AIM OF THE EXERCISE: Every line of the data must be set down exactly as shown.
══ EXCERPTED DATA ══
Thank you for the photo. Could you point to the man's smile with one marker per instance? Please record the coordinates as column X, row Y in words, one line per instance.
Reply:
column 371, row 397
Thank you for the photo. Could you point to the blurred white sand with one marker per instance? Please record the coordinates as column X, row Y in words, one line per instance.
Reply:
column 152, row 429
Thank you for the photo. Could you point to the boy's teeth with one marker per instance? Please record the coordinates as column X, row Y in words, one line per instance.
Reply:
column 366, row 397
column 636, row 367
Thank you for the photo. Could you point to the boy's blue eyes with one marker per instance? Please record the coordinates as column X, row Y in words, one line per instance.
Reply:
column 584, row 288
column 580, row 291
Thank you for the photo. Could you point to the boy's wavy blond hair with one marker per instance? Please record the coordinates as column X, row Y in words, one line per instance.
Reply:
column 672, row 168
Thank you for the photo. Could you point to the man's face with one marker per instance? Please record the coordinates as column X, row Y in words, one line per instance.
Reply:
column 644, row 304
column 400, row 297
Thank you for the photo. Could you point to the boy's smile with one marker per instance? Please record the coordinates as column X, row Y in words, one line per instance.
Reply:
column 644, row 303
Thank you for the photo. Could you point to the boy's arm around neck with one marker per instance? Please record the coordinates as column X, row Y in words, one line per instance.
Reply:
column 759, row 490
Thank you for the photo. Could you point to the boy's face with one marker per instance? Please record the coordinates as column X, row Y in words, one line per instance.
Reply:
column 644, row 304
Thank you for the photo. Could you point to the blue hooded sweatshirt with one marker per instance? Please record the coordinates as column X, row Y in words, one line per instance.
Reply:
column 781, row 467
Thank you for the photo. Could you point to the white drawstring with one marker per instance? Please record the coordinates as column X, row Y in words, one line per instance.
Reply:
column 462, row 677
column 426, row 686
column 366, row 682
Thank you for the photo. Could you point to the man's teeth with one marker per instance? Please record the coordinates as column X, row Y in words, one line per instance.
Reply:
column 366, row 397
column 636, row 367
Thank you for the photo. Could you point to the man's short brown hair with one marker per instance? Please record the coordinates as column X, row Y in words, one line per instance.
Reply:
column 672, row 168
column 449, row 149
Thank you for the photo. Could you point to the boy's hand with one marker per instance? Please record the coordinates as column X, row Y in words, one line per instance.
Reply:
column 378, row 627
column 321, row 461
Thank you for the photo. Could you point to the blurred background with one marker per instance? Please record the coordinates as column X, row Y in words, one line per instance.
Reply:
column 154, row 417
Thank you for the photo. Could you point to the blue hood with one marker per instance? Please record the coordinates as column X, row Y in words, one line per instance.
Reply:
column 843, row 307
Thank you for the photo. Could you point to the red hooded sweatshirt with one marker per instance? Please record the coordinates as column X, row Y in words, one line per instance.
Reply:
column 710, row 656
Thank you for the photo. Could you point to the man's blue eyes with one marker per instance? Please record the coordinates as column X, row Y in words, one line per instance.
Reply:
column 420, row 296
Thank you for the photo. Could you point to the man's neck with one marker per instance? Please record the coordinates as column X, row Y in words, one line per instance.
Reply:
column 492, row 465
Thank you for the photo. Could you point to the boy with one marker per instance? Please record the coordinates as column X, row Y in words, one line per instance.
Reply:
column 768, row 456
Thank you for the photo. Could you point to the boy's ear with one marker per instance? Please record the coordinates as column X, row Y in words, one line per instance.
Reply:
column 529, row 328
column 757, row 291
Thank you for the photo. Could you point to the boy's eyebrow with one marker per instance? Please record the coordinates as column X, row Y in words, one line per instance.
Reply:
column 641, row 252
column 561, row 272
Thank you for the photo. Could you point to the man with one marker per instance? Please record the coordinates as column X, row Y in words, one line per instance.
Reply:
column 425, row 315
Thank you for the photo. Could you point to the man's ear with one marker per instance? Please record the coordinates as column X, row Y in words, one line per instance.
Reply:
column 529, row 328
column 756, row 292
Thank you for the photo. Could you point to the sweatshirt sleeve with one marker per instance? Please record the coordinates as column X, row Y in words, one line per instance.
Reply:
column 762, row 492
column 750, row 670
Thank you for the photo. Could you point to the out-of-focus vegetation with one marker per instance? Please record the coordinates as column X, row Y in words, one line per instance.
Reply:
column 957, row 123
═══
RESULT OF THE EXERCISE:
Thank you for the photo. Could you point to the man's smile with one marker per instance? Please record the coordinates as column X, row Y in words, one line per instance.
Reply:
column 371, row 397
Thank you for the photo. Could you point to the blurred white sand with one marker per instance? Please record the coordinates as column X, row Y in words, one line per instance.
Reply:
column 152, row 429
Thank you for the photo. Could you point to the boy's teeth with one marker per instance? Please record the coordinates as column X, row Y in words, one line per instance.
Reply:
column 366, row 397
column 636, row 367
Thank you for the photo. Could you point to the boy's blue eyes with one marker per instance? Please record the coordinates as column X, row Y in words, one line per instance.
Reply:
column 584, row 288
column 580, row 291
Thank you for the photo. Could you point to the boy's wavy blond hair with one marker per instance? Please record the coordinates as column X, row Y in words, one line per instance.
Reply:
column 672, row 168
Thank you for the photo. Could you point to the man's face with one marker per instance? Please record the coordinates as column X, row Y in words, one line per instance.
Reply:
column 644, row 304
column 400, row 297
Thank you for the photo. Could you point to the boy's smile with one marker per instance? Please record the coordinates as column X, row Y in words, one line per instance.
Reply:
column 644, row 303
Thank you for the photo. Could you point to the boy's arm around neck with one marker per instance? Please record the coordinates as column X, row Y in words, one line per instance.
Reply:
column 759, row 490
Thank you for the photo. Could you point to the boy's face with one marker per instance? Please record the coordinates as column X, row Y in words, one line per instance.
Reply:
column 644, row 304
Thank you for the photo. Could you point to the blue hooded sweatshirt with one marker per instance? Please record the coordinates as column X, row Y in words, one line per instance.
Reply:
column 781, row 467
Thank you for the photo. Could you point to the white drawstring with one marker per instance? Please record the coordinates as column X, row Y in words, one line per instance.
Reply:
column 462, row 677
column 426, row 686
column 366, row 682
Thank you for the photo. Could you point to the man's teeth with one marker per instance? Please record the coordinates as column X, row Y in words, one line per instance.
Reply:
column 366, row 397
column 636, row 367
Thank you for the photo. Could you point to the man's short brown hair with one marker per instance? Please record the coordinates as column X, row Y in words, one line per instance.
Reply:
column 672, row 168
column 449, row 149
Thank you for the photo. Could you point to the boy's hand with one marker per instance? Please record the coordinates as column X, row Y in words, one line per instance.
Reply:
column 378, row 627
column 321, row 461
Thank you for the photo. Could you point to the blurred background with one marker per instance? Please record the coordinates as column X, row Y in words, one line per instance.
Reply:
column 154, row 417
Thank you for the photo. Could you point to the blue hood with one marker per instance? Please record the coordinates as column X, row Y in words, one line per instance.
Reply:
column 843, row 307
Thank you for the photo. Could you point to the red hooded sweatshirt with one marker per instance? Please record the coordinates as column X, row Y in words, one line per instance.
Reply:
column 710, row 656
Thank you for the photo. Could you point to the man's blue eyes with one marker per instance? Please record the coordinates as column X, row Y in words, one line per instance.
Reply:
column 420, row 296
Thank you for the photo. Could you point to the man's neck with one marker per instance? Please record the coordinates as column X, row Y in words, one line per instance.
Reply:
column 492, row 465
Thank you for the photo. Could you point to the boy with one marker per instance? Please record the coordinates as column X, row Y in words, one line per instance.
Reply:
column 768, row 456
Thank you for the photo. Could you point to the boy's ear with one marker per instance? Please record the coordinates as column X, row Y in words, one line per instance.
Reply:
column 529, row 328
column 757, row 291
Thank you for the photo. Could you point to the boy's eyebrow with one marker per instance? Please record the coordinates as column X, row Y in words, one line per instance.
Reply:
column 641, row 252
column 561, row 272
Thank you for the photo. Could you point to the man with one marker per instance? Please record the coordinates as column X, row Y in words, one line per instance.
Reply:
column 425, row 315
Thank you for the photo. Could you point to the man's ear with one marker per instance? Please record the coordinates as column X, row Y in words, one line per instance.
Reply:
column 529, row 328
column 756, row 292
Thank you for the photo. Could you point to the sweatshirt sleeve with one marker per instance? Please record the coordinates as column X, row Y in words, one line per instance.
Reply:
column 762, row 492
column 750, row 670
Thank you for the photo. Could you point to the out-of-focus vegetation with one marker per instance? Please record the coordinates as column X, row Y in words, one line per instance.
Reply:
column 957, row 123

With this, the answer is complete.